Data to use:
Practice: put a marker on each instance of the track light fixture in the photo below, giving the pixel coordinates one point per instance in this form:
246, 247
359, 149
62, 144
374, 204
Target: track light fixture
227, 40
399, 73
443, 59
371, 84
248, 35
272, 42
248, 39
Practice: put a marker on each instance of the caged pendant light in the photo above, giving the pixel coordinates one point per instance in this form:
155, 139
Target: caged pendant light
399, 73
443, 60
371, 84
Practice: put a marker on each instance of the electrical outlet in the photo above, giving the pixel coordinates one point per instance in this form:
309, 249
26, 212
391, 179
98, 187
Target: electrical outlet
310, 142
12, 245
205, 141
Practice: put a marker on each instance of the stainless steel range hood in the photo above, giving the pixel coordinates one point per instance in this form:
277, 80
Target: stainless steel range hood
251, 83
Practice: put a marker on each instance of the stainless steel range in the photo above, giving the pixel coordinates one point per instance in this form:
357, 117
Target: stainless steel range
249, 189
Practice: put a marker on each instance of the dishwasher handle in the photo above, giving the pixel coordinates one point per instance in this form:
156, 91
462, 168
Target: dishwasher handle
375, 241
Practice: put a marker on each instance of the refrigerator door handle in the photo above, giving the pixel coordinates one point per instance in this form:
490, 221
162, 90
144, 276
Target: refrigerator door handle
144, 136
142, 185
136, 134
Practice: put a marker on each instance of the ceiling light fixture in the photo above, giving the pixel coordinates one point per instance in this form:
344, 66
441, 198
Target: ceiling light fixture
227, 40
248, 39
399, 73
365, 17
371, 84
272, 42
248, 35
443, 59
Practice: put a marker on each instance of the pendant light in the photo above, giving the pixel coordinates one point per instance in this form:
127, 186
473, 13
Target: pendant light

Short task:
Reproduce the entire listing above verbatim, line by line and without alteration.

Written reply:
Practice: put a marker on each instance of the track light fixture in the photo below, giving the pixel coordinates one point per instance in this form:
246, 247
359, 149
62, 144
374, 204
Target: track light fixture
227, 40
399, 73
443, 59
371, 84
248, 35
272, 42
248, 39
Practice: put a marker on each instance of the caged pendant light in the photo above, giving the pixel coordinates one point per instance in this form:
155, 139
Target: caged pendant light
399, 73
443, 60
371, 84
Practice: put a marker on each instance of the electrical outlet in the photo above, giving the pixel coordinates one point per instance in this form:
309, 249
26, 212
391, 179
98, 187
Target: electrical outlet
310, 142
12, 245
205, 141
Practice: put a marker on each instance of the stainless steel range hood in the photo above, giving the pixel coordinates one point per instance in this form:
277, 80
Target: stainless steel range hood
251, 83
Practice: put a marker on each instance of the stainless steel range in the photo above, giving the pixel coordinates one point per instance in this form:
357, 117
Target: stainless steel range
249, 189
Practice: put a marker on each instance of the dishwasher handle in the photo above, giving the pixel coordinates one point per instance in this form:
156, 91
462, 168
Target: dishwasher handle
375, 241
Practice: put a marker on each instance of the refrigerator door handle in the photo above, giving the pixel coordinates one point per instance in this form:
490, 221
162, 90
144, 276
Target: refrigerator door handle
144, 136
142, 185
136, 134
Practice: put a marker on each instance of the ceiling light fixture in the photo above, giving the pixel coordinates one point per instance in this form:
344, 66
441, 198
Target: ceiling light fixture
227, 40
248, 39
399, 73
365, 17
371, 84
272, 42
248, 35
443, 59
Practice: put a marker on each instance of the pendant light in the photo above, giving the pixel coordinates one point per instance in this form:
127, 186
473, 13
Target: pendant light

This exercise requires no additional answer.